--- begin Records shown ---

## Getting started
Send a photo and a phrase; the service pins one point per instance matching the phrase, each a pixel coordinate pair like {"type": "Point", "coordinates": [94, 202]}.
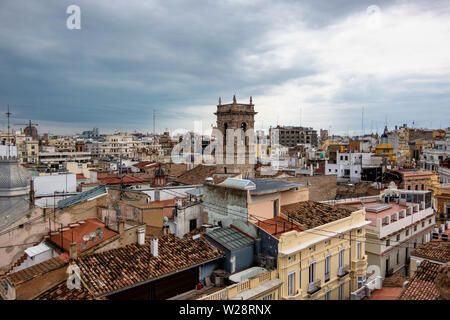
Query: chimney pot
{"type": "Point", "coordinates": [154, 247]}
{"type": "Point", "coordinates": [73, 252]}
{"type": "Point", "coordinates": [141, 236]}
{"type": "Point", "coordinates": [121, 226]}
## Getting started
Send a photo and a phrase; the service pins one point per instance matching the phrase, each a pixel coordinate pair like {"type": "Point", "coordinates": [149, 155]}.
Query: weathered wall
{"type": "Point", "coordinates": [321, 188]}
{"type": "Point", "coordinates": [186, 214]}
{"type": "Point", "coordinates": [229, 206]}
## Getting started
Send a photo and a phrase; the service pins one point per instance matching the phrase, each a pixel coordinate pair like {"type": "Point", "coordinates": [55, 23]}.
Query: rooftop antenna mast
{"type": "Point", "coordinates": [301, 111]}
{"type": "Point", "coordinates": [154, 121]}
{"type": "Point", "coordinates": [8, 115]}
{"type": "Point", "coordinates": [362, 121]}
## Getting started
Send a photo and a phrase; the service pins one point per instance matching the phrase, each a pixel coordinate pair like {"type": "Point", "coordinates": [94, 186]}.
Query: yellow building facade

--- end Records shown ---

# The task
Update all of the data above by replacing "pins" with "marks" wherever it occurs and leaving every other word unchanged. Leave the pictures out of your version.

# Answer to this task
## Getting started
Send a photo and a phrase; the service marks one point per instance matching the phrase, each a pixel coordinate pair like {"type": "Point", "coordinates": [94, 202]}.
Query: chimney pot
{"type": "Point", "coordinates": [154, 247]}
{"type": "Point", "coordinates": [73, 252]}
{"type": "Point", "coordinates": [141, 236]}
{"type": "Point", "coordinates": [121, 226]}
## Getting started
Send a photo and a phrase; the service marks one point per instance matching the phrase, each a pixel coordinate pair like {"type": "Point", "coordinates": [149, 155]}.
Query: weathered wall
{"type": "Point", "coordinates": [321, 188]}
{"type": "Point", "coordinates": [186, 214]}
{"type": "Point", "coordinates": [229, 206]}
## Getting started
Send a photo and a phrase; the service marks one point per instance matching the phrase, each a pixel coordinate pair like {"type": "Point", "coordinates": [55, 23]}.
Query: rooftop antenna mast
{"type": "Point", "coordinates": [301, 111]}
{"type": "Point", "coordinates": [154, 121]}
{"type": "Point", "coordinates": [8, 115]}
{"type": "Point", "coordinates": [362, 121]}
## Getting started
Send a photo and a phrase; the service marks one point per instance matching the phrase, each a pixel coordinate pair like {"type": "Point", "coordinates": [94, 186]}.
Query: yellow building facade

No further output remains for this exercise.